-- Opening Marker --
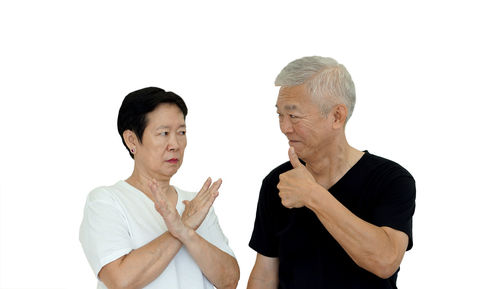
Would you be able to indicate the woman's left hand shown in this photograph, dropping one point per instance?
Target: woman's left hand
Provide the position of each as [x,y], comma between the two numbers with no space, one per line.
[170,215]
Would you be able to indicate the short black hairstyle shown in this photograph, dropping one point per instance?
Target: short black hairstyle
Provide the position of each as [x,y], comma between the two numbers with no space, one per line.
[136,105]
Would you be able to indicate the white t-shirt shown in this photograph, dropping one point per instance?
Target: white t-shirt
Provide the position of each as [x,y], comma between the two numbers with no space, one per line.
[120,218]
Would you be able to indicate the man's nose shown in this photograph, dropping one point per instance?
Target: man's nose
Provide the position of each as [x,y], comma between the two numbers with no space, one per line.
[286,125]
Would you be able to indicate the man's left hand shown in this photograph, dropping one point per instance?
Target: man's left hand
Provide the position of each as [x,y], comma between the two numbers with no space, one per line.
[296,184]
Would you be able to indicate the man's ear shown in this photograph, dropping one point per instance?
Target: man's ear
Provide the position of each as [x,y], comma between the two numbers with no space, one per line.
[131,140]
[338,115]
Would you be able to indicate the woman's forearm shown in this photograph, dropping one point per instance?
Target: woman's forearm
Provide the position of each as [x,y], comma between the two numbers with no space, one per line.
[141,266]
[220,268]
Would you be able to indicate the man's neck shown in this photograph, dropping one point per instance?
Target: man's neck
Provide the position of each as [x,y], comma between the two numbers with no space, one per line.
[333,162]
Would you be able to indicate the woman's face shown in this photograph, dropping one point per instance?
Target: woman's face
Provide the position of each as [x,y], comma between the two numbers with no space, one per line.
[163,142]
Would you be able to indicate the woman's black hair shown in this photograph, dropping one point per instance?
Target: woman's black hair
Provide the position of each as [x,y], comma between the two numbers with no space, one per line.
[136,105]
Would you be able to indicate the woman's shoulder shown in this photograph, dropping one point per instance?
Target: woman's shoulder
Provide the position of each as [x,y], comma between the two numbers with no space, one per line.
[106,193]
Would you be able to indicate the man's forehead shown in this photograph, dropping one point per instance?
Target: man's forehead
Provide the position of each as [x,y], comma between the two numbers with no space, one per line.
[286,106]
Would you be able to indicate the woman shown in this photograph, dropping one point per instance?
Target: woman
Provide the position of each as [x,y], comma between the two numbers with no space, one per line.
[143,232]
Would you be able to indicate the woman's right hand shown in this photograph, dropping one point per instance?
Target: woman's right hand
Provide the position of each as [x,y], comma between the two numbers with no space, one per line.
[197,209]
[170,215]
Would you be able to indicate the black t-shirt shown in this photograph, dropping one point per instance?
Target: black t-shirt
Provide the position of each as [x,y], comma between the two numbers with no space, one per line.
[375,189]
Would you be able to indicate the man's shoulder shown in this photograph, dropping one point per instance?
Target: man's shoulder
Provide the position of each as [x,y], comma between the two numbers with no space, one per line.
[375,163]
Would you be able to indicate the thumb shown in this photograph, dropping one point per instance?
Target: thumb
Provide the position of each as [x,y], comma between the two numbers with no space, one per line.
[294,159]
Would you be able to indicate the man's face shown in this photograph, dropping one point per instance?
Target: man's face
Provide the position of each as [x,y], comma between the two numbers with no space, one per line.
[308,132]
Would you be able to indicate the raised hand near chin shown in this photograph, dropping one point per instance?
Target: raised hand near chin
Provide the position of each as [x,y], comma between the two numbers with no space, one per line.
[197,209]
[295,185]
[170,215]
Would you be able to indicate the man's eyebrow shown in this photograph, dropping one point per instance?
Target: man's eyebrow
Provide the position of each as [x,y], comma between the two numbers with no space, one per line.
[288,107]
[166,126]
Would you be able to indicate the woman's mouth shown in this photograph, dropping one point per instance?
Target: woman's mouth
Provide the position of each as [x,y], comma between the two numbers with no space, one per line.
[173,161]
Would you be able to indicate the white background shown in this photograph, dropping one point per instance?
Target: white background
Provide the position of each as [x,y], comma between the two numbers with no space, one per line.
[427,81]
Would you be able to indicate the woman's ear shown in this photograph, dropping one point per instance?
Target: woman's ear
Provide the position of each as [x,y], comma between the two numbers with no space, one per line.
[131,140]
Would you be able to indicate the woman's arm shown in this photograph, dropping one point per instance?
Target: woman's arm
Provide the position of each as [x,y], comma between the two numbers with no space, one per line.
[141,266]
[220,268]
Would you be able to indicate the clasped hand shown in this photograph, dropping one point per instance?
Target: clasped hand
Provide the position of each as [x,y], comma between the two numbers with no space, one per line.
[195,210]
[294,185]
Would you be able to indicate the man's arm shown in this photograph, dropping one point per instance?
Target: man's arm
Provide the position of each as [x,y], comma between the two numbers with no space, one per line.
[379,250]
[264,274]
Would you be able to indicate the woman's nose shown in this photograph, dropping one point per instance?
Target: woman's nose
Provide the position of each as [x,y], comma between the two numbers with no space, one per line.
[172,144]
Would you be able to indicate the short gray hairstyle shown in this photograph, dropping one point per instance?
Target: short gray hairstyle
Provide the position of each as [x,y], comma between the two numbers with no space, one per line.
[328,82]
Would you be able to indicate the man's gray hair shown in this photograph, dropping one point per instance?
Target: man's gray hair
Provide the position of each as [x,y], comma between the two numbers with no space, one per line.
[328,82]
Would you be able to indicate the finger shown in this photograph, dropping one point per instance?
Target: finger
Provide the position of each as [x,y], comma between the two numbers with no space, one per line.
[206,185]
[211,191]
[153,187]
[294,159]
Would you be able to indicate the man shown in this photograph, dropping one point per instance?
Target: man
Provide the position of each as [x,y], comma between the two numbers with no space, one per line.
[333,216]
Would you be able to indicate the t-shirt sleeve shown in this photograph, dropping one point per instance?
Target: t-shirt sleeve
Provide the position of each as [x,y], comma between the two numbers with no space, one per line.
[264,240]
[396,205]
[104,232]
[211,231]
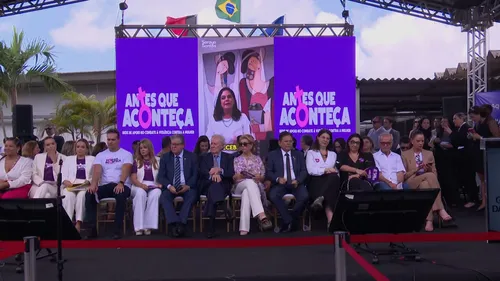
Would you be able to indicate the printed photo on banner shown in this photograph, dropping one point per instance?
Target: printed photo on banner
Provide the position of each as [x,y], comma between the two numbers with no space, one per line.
[236,77]
[154,101]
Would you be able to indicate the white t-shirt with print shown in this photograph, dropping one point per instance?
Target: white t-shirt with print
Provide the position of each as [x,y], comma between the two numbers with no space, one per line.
[111,163]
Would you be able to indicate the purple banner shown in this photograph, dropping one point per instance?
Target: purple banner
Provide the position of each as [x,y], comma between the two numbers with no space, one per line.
[156,89]
[315,85]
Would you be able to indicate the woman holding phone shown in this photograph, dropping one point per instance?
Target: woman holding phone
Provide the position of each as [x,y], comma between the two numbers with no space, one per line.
[353,163]
[76,173]
[248,178]
[421,174]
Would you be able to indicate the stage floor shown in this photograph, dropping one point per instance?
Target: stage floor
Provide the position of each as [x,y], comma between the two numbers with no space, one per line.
[272,263]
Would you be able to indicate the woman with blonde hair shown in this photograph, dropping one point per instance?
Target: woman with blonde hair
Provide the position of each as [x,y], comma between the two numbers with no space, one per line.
[30,149]
[249,172]
[76,176]
[145,190]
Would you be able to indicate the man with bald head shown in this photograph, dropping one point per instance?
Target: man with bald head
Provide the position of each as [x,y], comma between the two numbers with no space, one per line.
[216,174]
[390,165]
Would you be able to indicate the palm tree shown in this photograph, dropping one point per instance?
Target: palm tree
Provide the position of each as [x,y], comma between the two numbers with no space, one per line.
[79,114]
[21,62]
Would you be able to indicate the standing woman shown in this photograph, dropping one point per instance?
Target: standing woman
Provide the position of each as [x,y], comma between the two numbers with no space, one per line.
[45,170]
[484,127]
[15,172]
[76,177]
[145,190]
[324,184]
[248,178]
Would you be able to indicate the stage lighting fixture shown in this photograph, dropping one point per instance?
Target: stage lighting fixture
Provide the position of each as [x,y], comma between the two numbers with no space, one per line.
[123,5]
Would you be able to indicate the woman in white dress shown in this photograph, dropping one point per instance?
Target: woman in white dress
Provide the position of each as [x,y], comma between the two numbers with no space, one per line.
[145,190]
[228,120]
[45,170]
[76,177]
[15,172]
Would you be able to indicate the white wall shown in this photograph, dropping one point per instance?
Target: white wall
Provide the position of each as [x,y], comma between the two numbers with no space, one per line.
[45,102]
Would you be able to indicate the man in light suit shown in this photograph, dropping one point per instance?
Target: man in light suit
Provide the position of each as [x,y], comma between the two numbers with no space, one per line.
[286,170]
[216,175]
[178,174]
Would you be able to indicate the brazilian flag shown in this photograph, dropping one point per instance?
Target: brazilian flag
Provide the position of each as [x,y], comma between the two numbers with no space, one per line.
[229,10]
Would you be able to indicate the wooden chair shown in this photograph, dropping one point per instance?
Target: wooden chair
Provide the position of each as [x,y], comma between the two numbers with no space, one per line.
[306,215]
[103,216]
[220,213]
[179,200]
-- Closing Marker --
Here the output must be the lines above from the line with "Target: woman's right hand" to the line with "Would you be able to indicate the woman's ear", both included, duplicated word for word and nothing else.

Target: woman's right hand
Provide the position of each as [x,y], comma between the two numbers with no space, one per line.
[197,209]
[170,215]
Would you be able to indicate the black t-shirt shown in this photograph, dropping one point per instance?
Target: black t-shirt
Provide the position of each as [x,y], comma between the two numbers with no space, one per line.
[375,189]
Would you be able to indicate the man's shoulder shown in this photograph, dropping one point per instance?
Target: man's shoulder
Provide the position of each as [x,y], comma between the two numbers with no space, one per line.
[375,163]
Would you be able to indicate the thumb shown in this photograph, dropping one point per instance?
Target: thumb
Provide the position of each as [x,y], comma between the two numbers with no space, one per line.
[294,159]
Would you be able to indicate the man's face shown in this photograph, dropping one point per instance?
Target: man's face
Provide the position of each as [x,y], comma between the two numbers with no space, one per line.
[308,132]
Would you be able to indicate the raised hand near chin shown in this photograph, dropping one point per instance?
Target: raised hand near chin
Provide the position of each as [x,y], comma between the two numbers with no space, one per line.
[197,209]
[295,185]
[170,215]
Would you be able to indicate the man's eyebrow shown in this photograph, dropping one point per instance?
Target: man's eyebrow
Provide the position of each as [x,y], comma between the two numbers with no space, one per line.
[288,107]
[166,126]
Would you be able to indicate the woman's mouth shown in this photograph, dropping one point per instance?
Target: woman's mouth
Provide the position of each as [x,y], comma between the two numbers with no space, one per line.
[173,161]
Would you be able to indicate the white background shown in this photograph, dropping one point per instance?
Target: white background
Provide the position of each as [x,y], comma between the two numbers with no space, one per line.
[427,81]
Would you be able to indicate the woman's ear shown in this photograph, dropping one point per instance?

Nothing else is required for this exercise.